→ **DOCUMENT EXTRACT**:
The sensors 702a-d5, the wellsite monitors 704a-e5, and the central station 701 may be communicatively coupled by communication links 732 as schematically indicated by the dotted lines. The communication links 732 may be wired or wireless links used to create a communication network with various onsite or offsite locations. The communication links 732 may extend between any of the devices shown, and may be conveyed directly or via another device. For example, the communication link from the central station 701 may be conveyed by satellites 734 or another monitor 704a-e5 to one or more of the other monitors 704a-e5.

One or more of the sensors 702a-d5 may be positioned about the wellsite 100 for collecting and communicating data concerning the wells 108a-c, the downhole tools 112a-c, the surface equipment 111, etc. Each of the sensors 702a-d5 may include a gauge for measuring data, a memory for storing the data, and/or a processor for processing the data. The sensors 702a-d5 may include, for example, a well sensor 702a, a tool sensor 702b, an equipment sensor 702c, and processing sensors 702d1-5.

Each of the sensors 702a-d5 may be positioned about the wellsite 100 to gather information concerning one or more wellsite parameters. The well sensor 702a may be a sensor positioned at the wells 108a-c for measuring well parameters concerning operation of the wells 108a-c. For example, the well sensor 702a may be coupled to the surface equipment 111a-d to measure well operating parameters, such as pressures of fluids, detected pumping conditions, detected equipment position, etc. The well sensor 702a may also collect well status parameters concerning the well(s) 108a-c, such as well location, well identification, equipment type, wellbore conditions, etc. The well sensor 702b may also be used to detect well equipment at the well 108a-c, such as the well lubricator 241, the wireline tool 112a, and the surface equipment 111a-d, as well as activity involving the wells 108a-c.

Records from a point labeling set
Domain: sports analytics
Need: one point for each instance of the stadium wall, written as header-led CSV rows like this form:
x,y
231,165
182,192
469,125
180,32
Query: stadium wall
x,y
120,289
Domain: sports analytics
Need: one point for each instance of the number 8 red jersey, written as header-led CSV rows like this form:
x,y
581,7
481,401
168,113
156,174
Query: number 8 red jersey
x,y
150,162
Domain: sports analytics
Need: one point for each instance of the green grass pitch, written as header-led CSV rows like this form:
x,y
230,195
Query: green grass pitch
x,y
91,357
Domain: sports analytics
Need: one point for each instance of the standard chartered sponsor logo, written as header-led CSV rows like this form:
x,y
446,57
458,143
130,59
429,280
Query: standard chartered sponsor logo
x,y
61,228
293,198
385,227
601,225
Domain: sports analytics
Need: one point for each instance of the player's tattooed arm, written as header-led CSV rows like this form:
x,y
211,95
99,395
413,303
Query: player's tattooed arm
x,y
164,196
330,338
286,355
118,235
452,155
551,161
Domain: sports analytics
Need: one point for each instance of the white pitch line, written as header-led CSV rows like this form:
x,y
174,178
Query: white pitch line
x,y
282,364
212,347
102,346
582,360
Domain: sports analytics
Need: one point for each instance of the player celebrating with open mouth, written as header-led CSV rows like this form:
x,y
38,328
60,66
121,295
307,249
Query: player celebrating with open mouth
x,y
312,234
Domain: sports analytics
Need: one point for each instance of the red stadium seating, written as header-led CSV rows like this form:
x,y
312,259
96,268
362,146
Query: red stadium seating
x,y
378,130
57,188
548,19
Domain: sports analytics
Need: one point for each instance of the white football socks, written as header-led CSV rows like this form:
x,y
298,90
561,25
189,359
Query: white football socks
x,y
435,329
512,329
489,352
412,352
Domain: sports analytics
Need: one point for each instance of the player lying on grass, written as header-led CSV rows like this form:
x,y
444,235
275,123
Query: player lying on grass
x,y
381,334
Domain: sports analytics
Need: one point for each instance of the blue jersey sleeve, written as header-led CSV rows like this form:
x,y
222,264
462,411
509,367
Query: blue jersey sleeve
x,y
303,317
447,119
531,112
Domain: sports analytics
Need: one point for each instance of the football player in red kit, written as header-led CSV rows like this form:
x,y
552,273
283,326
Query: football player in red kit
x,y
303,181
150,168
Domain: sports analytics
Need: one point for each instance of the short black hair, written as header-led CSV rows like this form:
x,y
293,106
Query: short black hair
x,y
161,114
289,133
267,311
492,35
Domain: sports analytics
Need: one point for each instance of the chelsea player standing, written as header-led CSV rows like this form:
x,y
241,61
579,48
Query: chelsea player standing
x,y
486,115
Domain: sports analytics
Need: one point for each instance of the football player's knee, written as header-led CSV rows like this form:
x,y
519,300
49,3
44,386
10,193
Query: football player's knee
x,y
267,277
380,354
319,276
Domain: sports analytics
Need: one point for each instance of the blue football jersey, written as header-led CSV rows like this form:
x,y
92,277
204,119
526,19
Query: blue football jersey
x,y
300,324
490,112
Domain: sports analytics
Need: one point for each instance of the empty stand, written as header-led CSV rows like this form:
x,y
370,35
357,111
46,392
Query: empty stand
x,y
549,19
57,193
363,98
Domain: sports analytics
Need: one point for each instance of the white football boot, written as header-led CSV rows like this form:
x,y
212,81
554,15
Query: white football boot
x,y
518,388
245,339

→ **TASKS AND EXERCISES**:
1. The passage on wellsite sensors gives examples of well status parameters that the well sensor 702a may collect. List them.
2. According to the passage on wellsite sensors, what may convey the communication link from the central station 701 to the other monitors?
3. Continue the passage on wellsite sensors from its last sentence.

→ **RESPONSES IN ORDER**:
1.
- Well location
- Well identification
- Equipment type
- Wellbore conditions

2. Satellites 734 or another monitor 704a-e5.

3.
The tool sensor (and/or identifier) 702b may be positioned, on or about, the tool components 225 and/or the downhole tools 112a-c. The tool sensor 702b may be attached to one or more of the tool components 225 that are assembled to form the downhole tools 112a-c, thereby also acting as the tool sensor 702b for the downhole tools 112a-c as the tool components 225 and/or the downhole tools 112a-c move about the tool processing system 101a and/or the wellsite 100. The tool sensor 702b may be any device capable of sensing and/or storing information about the tool components 225, the downhole tools 112a-c, and/or its surroundings. For example, the tool sensors 702b may be provided with gauges capable of measuring environmental conditions, such as temperature, humidity, etc. In another example, the tool sensor 702b may be provided with an identifier, such as a bar code, RFID, serial number, etc., capable of providing equipment information about the tool components 225 and/or the downhole tools 112a-c (e.g., tool identification, tool type, etc.). The tool sensor 702b may optionally be updated at various locations about the wellsite 100, such as after tool assembly at the assembly equipment 230b.

The equipment sensor 702c may be positioned at various locations about the downhole tool 112a-c and wellsite equipment 106 used therewith, such as the winches 111a, the injection truck(s) 110b, the fracking trucks 110c, and/or the wireline truck 110d. The equipment sensor 702c may include internal and/or external sensors coupled to the downhole tools 112a-c, the winches 111a, the injection truck(s) 110b, the fracking trucks 110c, and/or the wireline truck 110d for collecting data concerning operation of the downhole tools 112a-c and the wellsite equipment 106. For example, the equipment sensor 702c may be capable of collecting wireline parameters, such as downhole conditions (e.g., operation logs, time data, perforation data (e.g., time, number, and placement of charges), etc.), winch parameters (e.g., such as weight, length, torque, tension, time, etc.), injection parameters (e.g., such as downhole conditions, pumping pressures, fluid parameters, operation logs, time data, etc.), fracking parameters (e.g., such as downhole conditions, pumping materials, fluid parameters, operation logs, time data, etc.), etc.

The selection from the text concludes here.